Source text:

I have imagined it as a good murder site for some time. I am forever thinking of plots and ideas for the many novels I intend to write one day, that are all on a slow-cook right now, back in my brain in some kind of Dutch oven. Today, as I stood over the railing looking into the water, I felt for sure this was the scene for the first murder of one of my mysteries. The fencing that I leaned over was made of stone and a wrought iron gating material, making it look rather a lot like a cemetery structure. The water drop below showed debris I don’t usually see, like a giant tree stump, a soccer ball, and bottles of booze or tea. For a while I was worried that there might really be a body in the water – there is a sign right where I stand, after all, that warns about the undertow, and how strong it is; that it can pull a body under and drown a victim, so careful, careful, it warns. Maybe there was an argument over the World Cup already, and someone tossed his drunken friend over the edge, along with his Nerf soccer ball.

Still it was a beautiful day, so I resigned myself to enjoying the moment. Little cheeps were close at hand, and I looked around to find four little ducklings chirping away. All in a clump, they cheeped loud and long, ‘till mother duck found them finally, and helped guide them away from the dangerous edge of the falls. It was the cutest, sweetest site, as mother duck and her three ducklings were re-joined by the four stragglers. And off they swam. But I kept hearing more cheeping. Are these just extra loud ducklings, who are destined for a life on the stage with that kind of lung power? No, actually, there were two more ducklings that hadn’t yet braved the water fall. Seeing mom and the others sailing off without them, the final two ducklings race toward the fall in a panic, trying to catch up to the troupe.

Over the edge they flow, and then bobble up and down in the frothy, tumultuous water at the bottom of the falls. Both of the ducklings struggle in the fierce bubbling mass – the water is high today, and the current is strong. One of the ducklings manages to find the large tree stump, and struggles his way onto the wood, finding purchase at last on the floating device. But the undertow is strong, and the stump wobbles, tossing him once again into the violent water. He bobbles, and struggles, and rights himself again on the wood. The other duckling has already lost his battle with the angry river god. I watched these two ducklings struggle for their lives, swimming and tossing, going under and resurfacing. They spent so much energy on surviving, they couldn’t even cheep out for their mother to find them, so I called to her, trying to tell her where they were. But at last, they both were under, and didn’t come back up again.

I started crying. I looked in vain for their little fluffy heads. I waited, and worried, and cried some more. And finally, I plucked two white wild flowers from off the vine on the ground, and tossed them into the river, mourning the loss of the innocent little lives.

I thought I lost another innocent last week. We have a situation of strays, at our house. My sister is something of a cat magnet, and we’ve had strays visiting us for years now. Axel, Xander, Sneakers, Bear. Some strays we make attempts to adopt, like Petey McGee. (actually peanut butter cup, but Petey stuck pretty good) Petey is the offspring of two other strays, Tiger and Smokey Joe. Tiger makes good kitties, so we also have Piglet and Ozzie now as porch kitties, because we already have Siris, Bunny, Doodle and Petey indoors. Christ. We made attempts to adopt Zorro, which ended badly, and are now feeding Snaggle Tooth as well.

Exercises:
a. From the essay about the ducklings and the strays, list the cats that the household already has indoors.
b. Rewrite the paragraph of the essay about the ducklings and the strays that begins "Still it was a beautiful day" in shorter form, keeping its main facts.
c. Please continue the essay about the ducklings and the strays from where it ends.

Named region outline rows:
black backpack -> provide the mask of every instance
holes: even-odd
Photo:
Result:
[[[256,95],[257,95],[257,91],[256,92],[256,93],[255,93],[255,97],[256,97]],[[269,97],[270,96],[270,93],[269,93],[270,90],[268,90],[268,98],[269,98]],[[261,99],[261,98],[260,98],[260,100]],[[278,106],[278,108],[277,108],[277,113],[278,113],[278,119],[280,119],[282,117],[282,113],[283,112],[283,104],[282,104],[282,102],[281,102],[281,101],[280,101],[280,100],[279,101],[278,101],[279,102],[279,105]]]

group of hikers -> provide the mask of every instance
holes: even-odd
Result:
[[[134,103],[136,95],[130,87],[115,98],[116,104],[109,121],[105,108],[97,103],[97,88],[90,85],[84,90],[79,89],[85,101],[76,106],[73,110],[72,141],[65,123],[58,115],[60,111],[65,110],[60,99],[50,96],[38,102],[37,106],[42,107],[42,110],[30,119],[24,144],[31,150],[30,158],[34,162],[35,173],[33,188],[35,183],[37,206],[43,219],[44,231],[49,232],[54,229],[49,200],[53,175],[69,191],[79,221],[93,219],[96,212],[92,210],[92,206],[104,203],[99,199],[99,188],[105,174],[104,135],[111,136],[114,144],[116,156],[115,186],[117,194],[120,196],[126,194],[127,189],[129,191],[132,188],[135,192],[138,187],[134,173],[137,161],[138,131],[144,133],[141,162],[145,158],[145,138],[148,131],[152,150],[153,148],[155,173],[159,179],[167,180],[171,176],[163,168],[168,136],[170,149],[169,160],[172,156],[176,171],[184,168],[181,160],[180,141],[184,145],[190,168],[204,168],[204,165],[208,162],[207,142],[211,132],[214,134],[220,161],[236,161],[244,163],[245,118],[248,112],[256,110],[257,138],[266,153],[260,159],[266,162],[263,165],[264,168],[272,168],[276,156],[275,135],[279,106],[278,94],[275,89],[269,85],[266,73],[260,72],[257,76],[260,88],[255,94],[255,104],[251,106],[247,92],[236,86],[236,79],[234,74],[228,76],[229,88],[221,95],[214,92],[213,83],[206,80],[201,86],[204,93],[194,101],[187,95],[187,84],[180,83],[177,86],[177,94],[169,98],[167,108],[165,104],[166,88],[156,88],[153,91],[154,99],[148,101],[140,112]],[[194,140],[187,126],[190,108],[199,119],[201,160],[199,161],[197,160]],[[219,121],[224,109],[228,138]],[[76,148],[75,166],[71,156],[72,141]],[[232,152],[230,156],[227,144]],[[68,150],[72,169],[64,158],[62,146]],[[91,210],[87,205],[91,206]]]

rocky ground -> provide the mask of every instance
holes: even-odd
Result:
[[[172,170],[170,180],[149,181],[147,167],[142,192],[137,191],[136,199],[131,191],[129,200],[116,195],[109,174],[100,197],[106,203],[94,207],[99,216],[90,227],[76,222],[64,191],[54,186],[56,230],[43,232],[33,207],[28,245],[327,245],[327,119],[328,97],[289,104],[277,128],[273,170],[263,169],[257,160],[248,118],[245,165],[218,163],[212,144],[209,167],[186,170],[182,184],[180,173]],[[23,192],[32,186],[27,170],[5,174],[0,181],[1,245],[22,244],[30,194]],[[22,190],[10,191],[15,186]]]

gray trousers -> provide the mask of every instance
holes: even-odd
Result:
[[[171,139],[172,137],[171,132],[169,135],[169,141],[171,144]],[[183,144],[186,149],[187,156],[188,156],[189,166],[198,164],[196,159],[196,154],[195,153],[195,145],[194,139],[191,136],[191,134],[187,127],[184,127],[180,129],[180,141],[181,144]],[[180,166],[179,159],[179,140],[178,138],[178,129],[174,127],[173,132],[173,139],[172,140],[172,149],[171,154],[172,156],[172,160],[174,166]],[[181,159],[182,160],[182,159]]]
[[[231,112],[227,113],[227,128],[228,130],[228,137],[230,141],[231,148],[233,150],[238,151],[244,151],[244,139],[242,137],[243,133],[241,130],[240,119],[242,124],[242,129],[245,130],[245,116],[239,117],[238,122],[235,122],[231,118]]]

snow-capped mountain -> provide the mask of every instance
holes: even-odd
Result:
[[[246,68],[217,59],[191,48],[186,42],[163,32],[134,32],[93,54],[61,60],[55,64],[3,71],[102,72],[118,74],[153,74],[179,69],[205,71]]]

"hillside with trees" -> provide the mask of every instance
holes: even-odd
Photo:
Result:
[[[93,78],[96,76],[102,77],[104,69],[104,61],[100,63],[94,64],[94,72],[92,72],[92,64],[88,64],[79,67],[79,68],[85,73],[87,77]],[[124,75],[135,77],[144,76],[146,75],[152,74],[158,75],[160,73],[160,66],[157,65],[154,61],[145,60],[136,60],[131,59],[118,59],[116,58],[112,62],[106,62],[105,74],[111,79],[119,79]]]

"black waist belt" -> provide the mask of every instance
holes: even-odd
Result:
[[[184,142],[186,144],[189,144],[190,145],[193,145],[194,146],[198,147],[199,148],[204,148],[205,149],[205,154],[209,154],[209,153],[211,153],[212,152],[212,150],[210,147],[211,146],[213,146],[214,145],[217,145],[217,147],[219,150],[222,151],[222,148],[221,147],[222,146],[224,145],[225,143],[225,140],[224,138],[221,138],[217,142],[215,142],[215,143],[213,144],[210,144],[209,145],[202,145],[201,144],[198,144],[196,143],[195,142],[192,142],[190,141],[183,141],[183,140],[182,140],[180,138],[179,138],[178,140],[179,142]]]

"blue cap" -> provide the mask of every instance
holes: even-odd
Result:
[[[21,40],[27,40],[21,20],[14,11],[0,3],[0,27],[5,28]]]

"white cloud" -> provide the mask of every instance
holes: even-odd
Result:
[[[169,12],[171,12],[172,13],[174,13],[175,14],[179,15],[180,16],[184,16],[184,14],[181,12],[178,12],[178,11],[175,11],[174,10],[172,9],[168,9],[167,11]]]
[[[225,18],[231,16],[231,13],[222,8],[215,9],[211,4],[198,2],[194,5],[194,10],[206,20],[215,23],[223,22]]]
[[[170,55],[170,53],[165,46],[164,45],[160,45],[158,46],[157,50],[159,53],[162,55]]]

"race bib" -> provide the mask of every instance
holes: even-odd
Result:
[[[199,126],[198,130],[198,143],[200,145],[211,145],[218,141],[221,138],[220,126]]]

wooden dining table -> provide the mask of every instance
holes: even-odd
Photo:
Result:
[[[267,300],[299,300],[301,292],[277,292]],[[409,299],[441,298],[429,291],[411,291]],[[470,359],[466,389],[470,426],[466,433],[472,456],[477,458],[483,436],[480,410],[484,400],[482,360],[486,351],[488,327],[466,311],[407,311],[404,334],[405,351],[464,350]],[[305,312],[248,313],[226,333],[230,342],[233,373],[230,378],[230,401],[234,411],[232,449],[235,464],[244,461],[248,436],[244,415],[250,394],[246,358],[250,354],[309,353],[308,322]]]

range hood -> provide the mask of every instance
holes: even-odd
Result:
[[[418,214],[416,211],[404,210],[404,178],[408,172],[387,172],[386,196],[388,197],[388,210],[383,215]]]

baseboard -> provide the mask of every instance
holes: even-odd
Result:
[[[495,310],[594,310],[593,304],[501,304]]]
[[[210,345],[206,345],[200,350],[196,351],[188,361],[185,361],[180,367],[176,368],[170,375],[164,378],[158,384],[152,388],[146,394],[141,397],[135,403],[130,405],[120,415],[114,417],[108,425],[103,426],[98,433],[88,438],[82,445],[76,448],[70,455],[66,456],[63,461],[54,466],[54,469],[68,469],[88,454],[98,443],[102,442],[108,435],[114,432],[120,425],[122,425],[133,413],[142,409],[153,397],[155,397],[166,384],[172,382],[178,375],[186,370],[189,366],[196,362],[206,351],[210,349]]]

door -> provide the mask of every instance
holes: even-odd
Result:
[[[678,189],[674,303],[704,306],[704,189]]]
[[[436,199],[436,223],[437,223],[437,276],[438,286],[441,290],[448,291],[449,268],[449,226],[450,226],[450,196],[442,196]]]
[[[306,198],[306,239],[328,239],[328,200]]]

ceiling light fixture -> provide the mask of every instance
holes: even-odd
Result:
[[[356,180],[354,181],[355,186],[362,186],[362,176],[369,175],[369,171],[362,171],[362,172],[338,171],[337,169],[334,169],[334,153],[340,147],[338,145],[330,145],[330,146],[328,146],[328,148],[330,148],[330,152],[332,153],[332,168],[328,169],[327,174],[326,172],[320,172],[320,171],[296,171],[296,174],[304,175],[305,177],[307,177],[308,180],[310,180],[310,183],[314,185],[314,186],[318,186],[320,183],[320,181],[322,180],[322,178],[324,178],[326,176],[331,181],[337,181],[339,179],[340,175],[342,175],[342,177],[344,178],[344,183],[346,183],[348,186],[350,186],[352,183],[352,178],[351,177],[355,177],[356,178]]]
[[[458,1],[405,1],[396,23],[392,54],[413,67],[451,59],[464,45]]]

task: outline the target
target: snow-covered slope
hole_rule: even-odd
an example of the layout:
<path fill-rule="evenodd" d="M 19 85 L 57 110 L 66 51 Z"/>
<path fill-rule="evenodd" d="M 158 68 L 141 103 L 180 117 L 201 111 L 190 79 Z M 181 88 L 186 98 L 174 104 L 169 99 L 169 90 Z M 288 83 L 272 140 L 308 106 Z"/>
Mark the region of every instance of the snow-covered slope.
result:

Answers per task:
a. Siris, Bunny, Doodle, Petey

b. It was still a beautiful day, so I settled in to enjoy it. Nearby, four ducklings were cheeping in a clump until their mother found them, guided them away from the edge of the falls, and reunited them with her three other ducklings before they all swam off. The cheeping went on, though: two more ducklings had not yet gone over the waterfall. Seeing the rest of the family leave, they raced toward the fall in a panic to catch up.

c.
Snaggle is the one I thought we lost the other day. He’s something of an old cur, we don’t know if he belongs to someone or just roams the land looking for fights and women. His legs are broken and crooked, making him walk like a wounded cowboy, or more likely, a pirate that should have a peg leg. His fur is long and mangled, and his eyes are distant and wild. He howls when he is hungry, and growls at you when you bring him food. But he’s the cutest damn thing. So we talk to him, and tell him how cute he is, and he’s been around a couple of weeks.

Last week he was howling so loud, and walking so badly, I thought he had the Death. I went out in the rain, and stood as close to him as he would let me, across the street on the neighbors lawn. I told him it was ok to die. I told him he was a good kitty, and loved, and that it was ok to die, because I was right there with him, and I loved him. He howled another howl and then fell silent behind a bush, while I stood in the rain and wept over a cat I hardly knew.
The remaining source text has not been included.